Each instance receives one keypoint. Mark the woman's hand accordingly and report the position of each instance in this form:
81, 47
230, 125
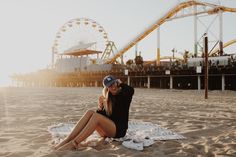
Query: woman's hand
100, 102
118, 82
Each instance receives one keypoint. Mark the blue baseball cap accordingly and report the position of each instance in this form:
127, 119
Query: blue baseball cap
109, 80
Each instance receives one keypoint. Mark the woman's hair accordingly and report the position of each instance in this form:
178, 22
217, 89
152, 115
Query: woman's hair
107, 104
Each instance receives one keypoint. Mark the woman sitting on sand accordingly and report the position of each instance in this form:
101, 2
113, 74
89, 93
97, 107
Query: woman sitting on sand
110, 119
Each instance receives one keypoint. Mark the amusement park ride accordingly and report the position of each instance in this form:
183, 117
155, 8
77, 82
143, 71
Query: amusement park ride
96, 41
81, 47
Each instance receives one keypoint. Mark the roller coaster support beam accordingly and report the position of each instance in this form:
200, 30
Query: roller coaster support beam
158, 47
195, 31
221, 33
214, 9
206, 64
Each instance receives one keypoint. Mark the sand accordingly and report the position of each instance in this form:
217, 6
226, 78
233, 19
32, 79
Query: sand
209, 125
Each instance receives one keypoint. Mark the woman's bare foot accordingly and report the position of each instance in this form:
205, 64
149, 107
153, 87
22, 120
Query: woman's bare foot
69, 146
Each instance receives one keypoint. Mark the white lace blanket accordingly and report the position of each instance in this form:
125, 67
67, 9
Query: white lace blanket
138, 136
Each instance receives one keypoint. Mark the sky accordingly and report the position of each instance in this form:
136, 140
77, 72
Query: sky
28, 29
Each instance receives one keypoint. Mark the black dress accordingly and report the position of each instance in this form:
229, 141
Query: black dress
120, 109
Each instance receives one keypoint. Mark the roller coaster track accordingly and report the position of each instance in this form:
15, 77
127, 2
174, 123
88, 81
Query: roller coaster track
216, 51
213, 10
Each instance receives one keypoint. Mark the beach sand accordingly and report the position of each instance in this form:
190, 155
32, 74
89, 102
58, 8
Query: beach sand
209, 124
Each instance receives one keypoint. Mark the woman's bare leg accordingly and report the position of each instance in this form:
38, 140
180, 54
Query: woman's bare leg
95, 121
77, 129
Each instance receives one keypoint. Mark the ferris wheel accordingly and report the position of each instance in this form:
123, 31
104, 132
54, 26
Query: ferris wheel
77, 32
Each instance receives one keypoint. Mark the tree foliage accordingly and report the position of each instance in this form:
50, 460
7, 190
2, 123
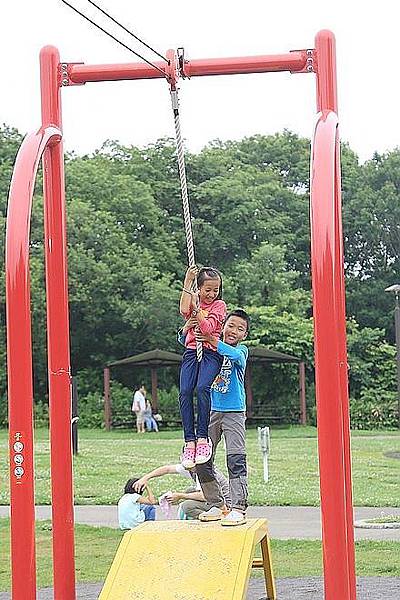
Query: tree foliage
127, 255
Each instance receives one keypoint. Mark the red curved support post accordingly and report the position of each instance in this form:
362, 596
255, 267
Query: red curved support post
327, 101
19, 363
59, 370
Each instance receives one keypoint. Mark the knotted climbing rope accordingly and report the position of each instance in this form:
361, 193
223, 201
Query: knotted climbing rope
187, 218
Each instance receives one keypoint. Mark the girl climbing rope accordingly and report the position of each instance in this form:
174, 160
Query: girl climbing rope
206, 311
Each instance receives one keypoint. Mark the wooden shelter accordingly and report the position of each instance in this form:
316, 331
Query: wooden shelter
156, 359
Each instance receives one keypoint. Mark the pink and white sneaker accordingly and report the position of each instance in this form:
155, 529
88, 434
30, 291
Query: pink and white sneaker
203, 452
188, 457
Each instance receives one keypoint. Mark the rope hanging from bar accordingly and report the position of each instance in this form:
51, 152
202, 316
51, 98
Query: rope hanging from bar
187, 218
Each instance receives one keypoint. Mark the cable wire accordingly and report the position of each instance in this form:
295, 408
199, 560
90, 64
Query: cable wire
113, 37
187, 217
127, 30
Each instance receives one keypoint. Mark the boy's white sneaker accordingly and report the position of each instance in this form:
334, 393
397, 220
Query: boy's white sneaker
188, 457
203, 452
213, 514
234, 517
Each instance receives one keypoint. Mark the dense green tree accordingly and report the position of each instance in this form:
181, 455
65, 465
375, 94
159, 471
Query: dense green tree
250, 205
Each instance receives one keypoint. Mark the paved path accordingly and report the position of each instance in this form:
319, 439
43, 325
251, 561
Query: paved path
305, 588
285, 522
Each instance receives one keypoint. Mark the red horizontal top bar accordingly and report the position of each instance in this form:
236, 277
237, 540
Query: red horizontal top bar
293, 61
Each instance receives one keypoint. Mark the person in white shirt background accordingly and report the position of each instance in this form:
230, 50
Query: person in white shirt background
138, 407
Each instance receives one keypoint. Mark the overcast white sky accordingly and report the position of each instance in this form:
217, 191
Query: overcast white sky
230, 107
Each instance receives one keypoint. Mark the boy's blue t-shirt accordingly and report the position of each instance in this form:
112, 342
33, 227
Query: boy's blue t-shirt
130, 513
228, 392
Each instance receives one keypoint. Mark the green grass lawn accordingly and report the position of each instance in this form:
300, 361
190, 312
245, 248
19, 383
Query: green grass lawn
291, 558
107, 459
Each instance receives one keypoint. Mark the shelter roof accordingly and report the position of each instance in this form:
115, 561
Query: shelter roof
153, 358
163, 358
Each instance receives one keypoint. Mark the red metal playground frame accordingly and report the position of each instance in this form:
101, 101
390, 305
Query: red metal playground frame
328, 298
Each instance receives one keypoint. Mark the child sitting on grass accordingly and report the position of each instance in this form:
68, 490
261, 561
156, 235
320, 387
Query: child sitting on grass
134, 508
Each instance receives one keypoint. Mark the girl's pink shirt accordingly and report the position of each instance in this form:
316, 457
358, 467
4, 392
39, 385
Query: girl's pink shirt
211, 325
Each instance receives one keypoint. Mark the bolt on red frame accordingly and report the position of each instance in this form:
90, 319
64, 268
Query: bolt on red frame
328, 298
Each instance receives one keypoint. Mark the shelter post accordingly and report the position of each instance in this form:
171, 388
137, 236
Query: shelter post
107, 399
302, 388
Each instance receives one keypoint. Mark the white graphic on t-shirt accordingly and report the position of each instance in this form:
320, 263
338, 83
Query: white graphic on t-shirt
223, 379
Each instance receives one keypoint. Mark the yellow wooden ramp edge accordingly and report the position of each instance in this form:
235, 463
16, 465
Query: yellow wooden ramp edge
187, 560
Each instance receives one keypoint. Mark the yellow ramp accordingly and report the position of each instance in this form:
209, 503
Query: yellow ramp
187, 560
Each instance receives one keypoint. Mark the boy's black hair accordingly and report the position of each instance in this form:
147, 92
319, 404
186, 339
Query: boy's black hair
242, 314
128, 489
209, 273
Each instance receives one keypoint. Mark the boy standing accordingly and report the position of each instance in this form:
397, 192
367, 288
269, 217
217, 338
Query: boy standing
228, 417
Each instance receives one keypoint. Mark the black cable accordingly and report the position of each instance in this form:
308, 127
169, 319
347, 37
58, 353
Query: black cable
114, 38
127, 30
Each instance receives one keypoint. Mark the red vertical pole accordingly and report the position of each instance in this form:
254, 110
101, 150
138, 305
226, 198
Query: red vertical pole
19, 367
343, 375
107, 401
331, 361
302, 394
58, 335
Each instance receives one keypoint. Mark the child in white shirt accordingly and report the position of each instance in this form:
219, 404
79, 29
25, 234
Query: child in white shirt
133, 507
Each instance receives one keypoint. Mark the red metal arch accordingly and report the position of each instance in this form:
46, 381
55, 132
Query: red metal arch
329, 316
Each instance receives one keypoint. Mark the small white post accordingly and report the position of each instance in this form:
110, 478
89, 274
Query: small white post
264, 441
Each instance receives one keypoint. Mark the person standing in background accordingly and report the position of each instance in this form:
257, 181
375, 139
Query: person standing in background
138, 407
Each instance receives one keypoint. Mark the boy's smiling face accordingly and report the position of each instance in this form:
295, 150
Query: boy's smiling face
234, 331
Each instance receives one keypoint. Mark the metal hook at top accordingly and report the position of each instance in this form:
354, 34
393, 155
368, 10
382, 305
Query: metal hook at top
172, 68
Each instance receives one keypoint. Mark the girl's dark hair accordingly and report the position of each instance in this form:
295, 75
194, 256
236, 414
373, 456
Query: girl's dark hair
128, 489
209, 273
239, 313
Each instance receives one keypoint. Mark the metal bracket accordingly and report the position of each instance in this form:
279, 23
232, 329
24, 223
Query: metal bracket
64, 79
182, 62
310, 63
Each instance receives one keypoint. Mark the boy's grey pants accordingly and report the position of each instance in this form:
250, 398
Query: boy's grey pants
231, 425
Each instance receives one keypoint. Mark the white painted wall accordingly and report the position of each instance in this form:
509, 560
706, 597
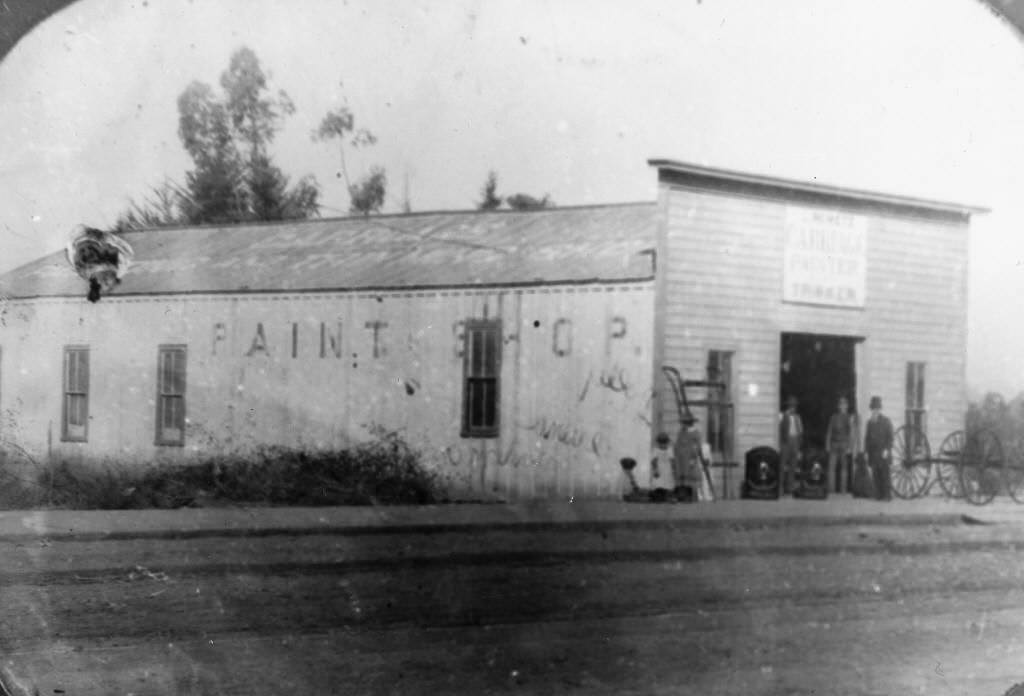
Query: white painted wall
721, 269
565, 420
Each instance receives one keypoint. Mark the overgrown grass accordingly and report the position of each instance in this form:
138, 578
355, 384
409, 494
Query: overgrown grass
384, 471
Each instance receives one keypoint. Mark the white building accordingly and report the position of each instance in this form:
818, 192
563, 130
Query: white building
521, 352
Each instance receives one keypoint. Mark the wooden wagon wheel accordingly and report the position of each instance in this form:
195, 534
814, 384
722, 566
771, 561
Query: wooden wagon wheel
981, 467
911, 462
947, 463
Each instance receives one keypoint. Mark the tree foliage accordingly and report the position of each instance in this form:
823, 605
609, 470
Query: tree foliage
227, 136
367, 194
525, 202
489, 199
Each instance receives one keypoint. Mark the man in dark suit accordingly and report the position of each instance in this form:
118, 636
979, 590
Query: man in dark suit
878, 446
791, 440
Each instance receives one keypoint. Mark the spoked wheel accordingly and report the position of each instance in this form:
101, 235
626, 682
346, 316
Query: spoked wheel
947, 463
911, 462
981, 467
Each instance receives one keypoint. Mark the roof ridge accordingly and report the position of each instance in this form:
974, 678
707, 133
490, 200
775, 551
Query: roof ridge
388, 216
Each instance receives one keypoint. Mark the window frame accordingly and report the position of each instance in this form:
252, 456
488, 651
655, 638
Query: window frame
488, 374
914, 408
160, 437
67, 434
721, 424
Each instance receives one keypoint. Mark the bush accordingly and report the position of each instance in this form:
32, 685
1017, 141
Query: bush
384, 471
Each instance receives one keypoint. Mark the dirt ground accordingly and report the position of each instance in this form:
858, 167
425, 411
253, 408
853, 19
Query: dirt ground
834, 609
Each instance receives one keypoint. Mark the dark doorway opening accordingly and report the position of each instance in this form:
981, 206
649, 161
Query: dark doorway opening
817, 370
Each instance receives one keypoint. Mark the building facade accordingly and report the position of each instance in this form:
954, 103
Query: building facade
511, 349
778, 289
522, 353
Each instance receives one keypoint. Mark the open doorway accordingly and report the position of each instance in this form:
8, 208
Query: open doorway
817, 368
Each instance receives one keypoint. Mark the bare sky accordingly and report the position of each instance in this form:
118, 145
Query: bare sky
922, 97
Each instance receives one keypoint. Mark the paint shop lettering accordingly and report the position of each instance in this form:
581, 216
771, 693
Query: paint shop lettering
325, 341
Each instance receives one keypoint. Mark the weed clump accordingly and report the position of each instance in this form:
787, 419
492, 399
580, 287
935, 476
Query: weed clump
383, 471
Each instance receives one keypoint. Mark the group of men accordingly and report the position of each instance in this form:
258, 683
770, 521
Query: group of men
678, 471
842, 444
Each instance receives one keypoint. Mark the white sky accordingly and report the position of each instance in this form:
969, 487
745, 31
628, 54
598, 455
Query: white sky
922, 97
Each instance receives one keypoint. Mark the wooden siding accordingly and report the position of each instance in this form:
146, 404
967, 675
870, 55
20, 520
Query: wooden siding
720, 264
574, 382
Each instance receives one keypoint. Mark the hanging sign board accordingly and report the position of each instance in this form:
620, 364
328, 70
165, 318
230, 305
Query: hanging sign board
825, 257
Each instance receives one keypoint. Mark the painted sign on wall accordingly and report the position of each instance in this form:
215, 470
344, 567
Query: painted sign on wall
825, 257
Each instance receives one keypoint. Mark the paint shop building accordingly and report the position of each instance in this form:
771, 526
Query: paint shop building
512, 349
521, 352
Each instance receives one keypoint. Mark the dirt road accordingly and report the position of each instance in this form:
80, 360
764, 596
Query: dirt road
643, 608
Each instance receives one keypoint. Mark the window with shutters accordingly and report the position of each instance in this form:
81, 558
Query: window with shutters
171, 396
481, 373
720, 403
915, 395
75, 410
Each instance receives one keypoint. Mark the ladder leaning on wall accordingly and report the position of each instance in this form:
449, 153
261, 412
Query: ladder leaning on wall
715, 401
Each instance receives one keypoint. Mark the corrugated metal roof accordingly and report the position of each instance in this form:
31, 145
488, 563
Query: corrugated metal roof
427, 250
700, 172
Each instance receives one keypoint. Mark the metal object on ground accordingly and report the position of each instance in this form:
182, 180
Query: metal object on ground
761, 479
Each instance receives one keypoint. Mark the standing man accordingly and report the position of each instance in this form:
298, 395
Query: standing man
841, 442
791, 439
687, 457
878, 446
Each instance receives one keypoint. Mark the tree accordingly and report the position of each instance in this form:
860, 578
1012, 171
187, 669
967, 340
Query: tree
368, 193
491, 200
524, 202
227, 137
163, 208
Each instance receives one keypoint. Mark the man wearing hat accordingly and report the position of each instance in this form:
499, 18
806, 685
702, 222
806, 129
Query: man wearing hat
791, 439
878, 446
687, 451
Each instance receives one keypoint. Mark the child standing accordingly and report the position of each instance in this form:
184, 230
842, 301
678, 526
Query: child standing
663, 468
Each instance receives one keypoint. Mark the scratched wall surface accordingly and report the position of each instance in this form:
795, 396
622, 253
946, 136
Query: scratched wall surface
316, 370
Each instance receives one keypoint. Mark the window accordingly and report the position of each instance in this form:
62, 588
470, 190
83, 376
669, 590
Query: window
720, 403
481, 368
915, 395
75, 415
171, 396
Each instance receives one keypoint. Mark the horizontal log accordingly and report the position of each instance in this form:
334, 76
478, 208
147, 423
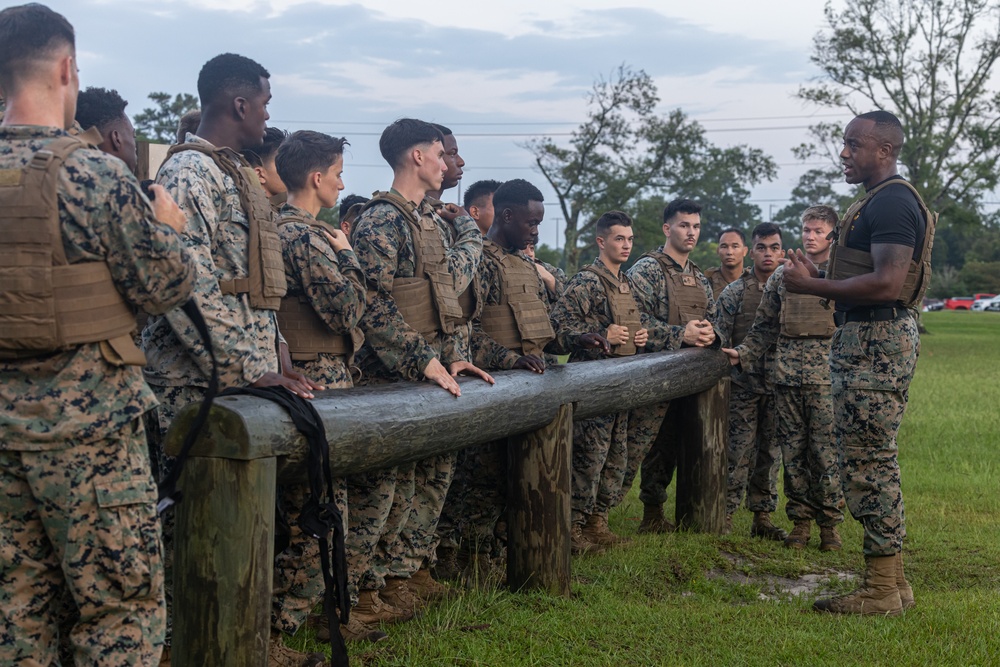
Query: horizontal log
375, 427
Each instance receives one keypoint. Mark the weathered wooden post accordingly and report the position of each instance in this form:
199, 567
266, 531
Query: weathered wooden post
538, 507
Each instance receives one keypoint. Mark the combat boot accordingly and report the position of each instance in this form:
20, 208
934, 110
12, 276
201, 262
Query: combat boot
799, 537
905, 591
279, 655
829, 539
764, 529
580, 545
597, 531
877, 595
653, 521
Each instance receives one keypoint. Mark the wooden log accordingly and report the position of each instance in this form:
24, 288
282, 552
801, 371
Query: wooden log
701, 430
538, 507
223, 565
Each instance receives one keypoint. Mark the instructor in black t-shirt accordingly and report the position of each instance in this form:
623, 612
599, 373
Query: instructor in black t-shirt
876, 274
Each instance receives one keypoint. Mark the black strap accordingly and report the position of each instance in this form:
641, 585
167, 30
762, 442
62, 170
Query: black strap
320, 519
169, 494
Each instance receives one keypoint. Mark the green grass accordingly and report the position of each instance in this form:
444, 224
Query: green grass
677, 599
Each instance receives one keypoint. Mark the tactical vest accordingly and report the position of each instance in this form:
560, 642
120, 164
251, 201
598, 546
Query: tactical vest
752, 294
266, 281
427, 301
304, 330
805, 316
624, 310
47, 304
685, 293
847, 262
520, 322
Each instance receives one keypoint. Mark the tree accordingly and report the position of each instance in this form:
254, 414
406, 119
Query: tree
930, 63
159, 123
625, 151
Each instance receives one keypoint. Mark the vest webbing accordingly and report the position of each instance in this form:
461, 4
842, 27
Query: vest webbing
46, 304
427, 300
685, 295
306, 333
848, 262
624, 310
520, 321
753, 291
265, 283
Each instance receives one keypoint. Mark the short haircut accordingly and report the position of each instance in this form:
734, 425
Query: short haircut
306, 152
680, 206
610, 219
516, 192
189, 122
733, 230
475, 193
349, 201
228, 76
29, 35
765, 230
273, 138
823, 213
404, 134
99, 107
887, 127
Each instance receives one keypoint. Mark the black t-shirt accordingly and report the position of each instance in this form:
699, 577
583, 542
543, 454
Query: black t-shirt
892, 216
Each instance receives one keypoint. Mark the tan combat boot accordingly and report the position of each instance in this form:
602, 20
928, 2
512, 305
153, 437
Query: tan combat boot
764, 529
877, 595
597, 531
279, 655
829, 539
799, 537
653, 521
905, 591
580, 545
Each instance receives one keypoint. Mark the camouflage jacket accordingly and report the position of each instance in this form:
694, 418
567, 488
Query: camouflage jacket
651, 294
217, 235
384, 247
584, 308
730, 305
795, 361
76, 396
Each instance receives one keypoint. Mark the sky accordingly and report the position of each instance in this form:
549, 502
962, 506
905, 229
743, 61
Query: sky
497, 73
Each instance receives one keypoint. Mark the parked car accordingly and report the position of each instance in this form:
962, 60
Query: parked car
959, 302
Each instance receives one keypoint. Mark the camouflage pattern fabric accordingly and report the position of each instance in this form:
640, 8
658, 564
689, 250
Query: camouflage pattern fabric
871, 366
78, 517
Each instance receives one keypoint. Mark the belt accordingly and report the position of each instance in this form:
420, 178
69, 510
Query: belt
874, 314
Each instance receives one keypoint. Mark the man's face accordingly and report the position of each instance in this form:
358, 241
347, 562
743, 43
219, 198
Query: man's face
731, 250
521, 224
765, 253
860, 155
331, 183
682, 231
454, 162
814, 233
617, 245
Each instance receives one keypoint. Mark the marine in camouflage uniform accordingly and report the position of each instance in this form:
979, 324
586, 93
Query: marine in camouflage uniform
800, 374
78, 509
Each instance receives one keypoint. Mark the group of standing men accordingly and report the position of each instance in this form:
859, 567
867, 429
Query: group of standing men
409, 289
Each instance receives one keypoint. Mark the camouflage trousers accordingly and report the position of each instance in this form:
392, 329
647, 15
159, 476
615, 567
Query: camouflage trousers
753, 454
804, 428
600, 452
476, 506
82, 521
871, 365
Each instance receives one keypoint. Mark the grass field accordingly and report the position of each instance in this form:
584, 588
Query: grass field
690, 599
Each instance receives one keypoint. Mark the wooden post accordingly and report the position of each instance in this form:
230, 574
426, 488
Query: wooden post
702, 430
224, 555
538, 507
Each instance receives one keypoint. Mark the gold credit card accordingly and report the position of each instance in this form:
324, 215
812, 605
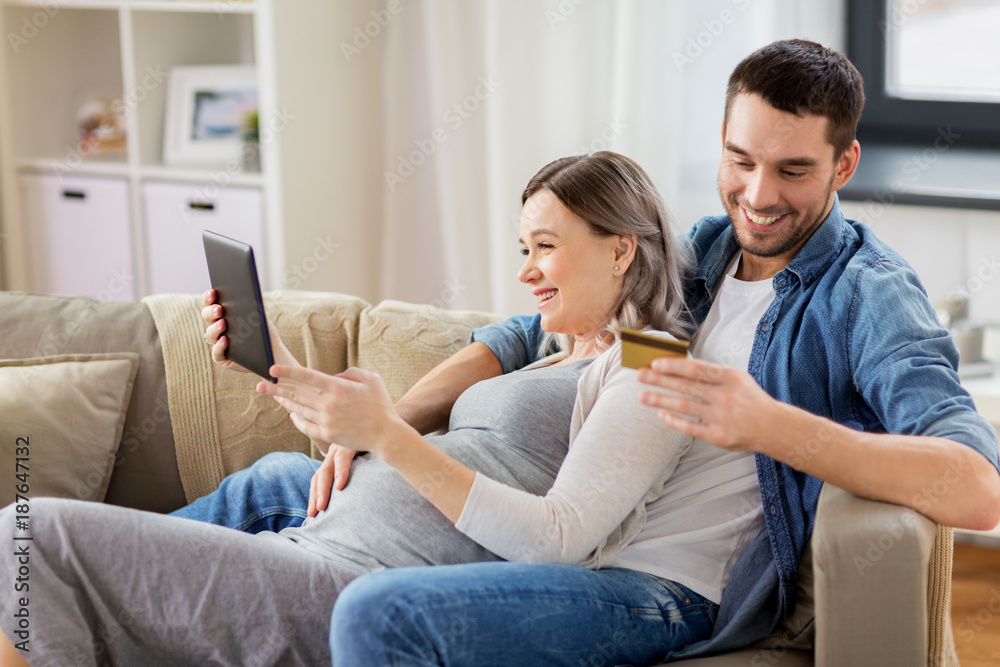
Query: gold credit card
639, 349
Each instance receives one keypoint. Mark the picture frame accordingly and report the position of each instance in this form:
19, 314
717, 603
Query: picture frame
206, 108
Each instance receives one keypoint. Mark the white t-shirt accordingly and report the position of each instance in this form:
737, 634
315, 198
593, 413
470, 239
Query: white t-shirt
711, 509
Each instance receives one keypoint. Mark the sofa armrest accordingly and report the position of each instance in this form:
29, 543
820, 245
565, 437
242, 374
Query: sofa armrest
870, 561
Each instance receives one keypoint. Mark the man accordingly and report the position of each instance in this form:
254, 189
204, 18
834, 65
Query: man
817, 350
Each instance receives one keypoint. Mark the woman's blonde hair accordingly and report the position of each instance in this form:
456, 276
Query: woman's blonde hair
614, 196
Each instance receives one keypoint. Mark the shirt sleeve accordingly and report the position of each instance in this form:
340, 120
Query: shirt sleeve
621, 454
515, 341
904, 362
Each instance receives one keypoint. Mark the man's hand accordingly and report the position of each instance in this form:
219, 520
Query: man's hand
720, 405
332, 474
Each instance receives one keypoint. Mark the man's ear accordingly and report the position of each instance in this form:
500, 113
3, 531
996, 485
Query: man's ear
847, 165
625, 252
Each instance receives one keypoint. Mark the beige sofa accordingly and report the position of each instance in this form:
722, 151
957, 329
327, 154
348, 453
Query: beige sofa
874, 588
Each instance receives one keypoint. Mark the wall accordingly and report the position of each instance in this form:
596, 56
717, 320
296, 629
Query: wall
333, 201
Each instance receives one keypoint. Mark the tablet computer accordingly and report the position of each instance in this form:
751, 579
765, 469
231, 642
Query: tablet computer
233, 273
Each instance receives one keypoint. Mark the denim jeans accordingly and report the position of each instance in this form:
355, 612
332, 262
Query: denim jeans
270, 495
515, 614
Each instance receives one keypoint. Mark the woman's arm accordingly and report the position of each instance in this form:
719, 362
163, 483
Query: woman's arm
353, 409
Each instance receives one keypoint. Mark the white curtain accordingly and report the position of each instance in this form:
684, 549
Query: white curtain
480, 94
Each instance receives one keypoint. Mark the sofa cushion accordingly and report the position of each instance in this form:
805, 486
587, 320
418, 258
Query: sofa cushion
403, 341
145, 474
69, 451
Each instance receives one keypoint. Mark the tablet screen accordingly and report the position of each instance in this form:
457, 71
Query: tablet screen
233, 273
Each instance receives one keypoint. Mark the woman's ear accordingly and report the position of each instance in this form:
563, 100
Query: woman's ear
624, 252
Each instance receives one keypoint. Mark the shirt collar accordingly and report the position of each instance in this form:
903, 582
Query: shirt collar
809, 262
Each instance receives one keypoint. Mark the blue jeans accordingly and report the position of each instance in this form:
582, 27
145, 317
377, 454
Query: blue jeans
514, 614
270, 495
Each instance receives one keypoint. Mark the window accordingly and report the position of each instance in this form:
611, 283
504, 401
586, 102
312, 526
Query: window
929, 66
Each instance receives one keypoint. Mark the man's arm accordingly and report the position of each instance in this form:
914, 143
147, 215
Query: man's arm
947, 481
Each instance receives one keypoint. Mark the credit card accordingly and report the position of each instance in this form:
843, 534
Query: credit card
639, 349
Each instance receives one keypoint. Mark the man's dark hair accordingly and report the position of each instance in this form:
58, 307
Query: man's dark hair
798, 76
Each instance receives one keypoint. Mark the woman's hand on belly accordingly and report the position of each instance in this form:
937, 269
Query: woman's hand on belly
353, 409
331, 474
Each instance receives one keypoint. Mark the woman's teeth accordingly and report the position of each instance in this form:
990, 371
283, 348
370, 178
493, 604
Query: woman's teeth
760, 220
547, 295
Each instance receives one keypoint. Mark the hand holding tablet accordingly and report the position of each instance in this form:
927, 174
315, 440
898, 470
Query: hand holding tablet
233, 273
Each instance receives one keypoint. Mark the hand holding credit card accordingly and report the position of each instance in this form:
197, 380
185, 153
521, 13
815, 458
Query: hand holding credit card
639, 349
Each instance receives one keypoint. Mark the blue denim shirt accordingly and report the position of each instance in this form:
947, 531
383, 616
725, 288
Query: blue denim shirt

> _Do this_
Every line from the one containing "holding tablet accordingly" through the end of the data must be repeated exactly, and no other line.

> _Solution_
Each instance receives one keypoint. Mark the hand holding tablet accordingly and report the position of each instance in this form:
927, 174
315, 440
898, 470
Query: hand holding tablet
233, 273
Each instance receives one keypoint. Mark the hand holding credit card accordingly and report the position of each instance in this form:
197, 380
185, 153
521, 13
815, 458
Query: hand holding credit card
639, 349
Each instance receives one keypoint. Mark the blue denim shirt accordingly and report the position of each instance in this form:
947, 531
383, 616
725, 288
Query: blue denim shirt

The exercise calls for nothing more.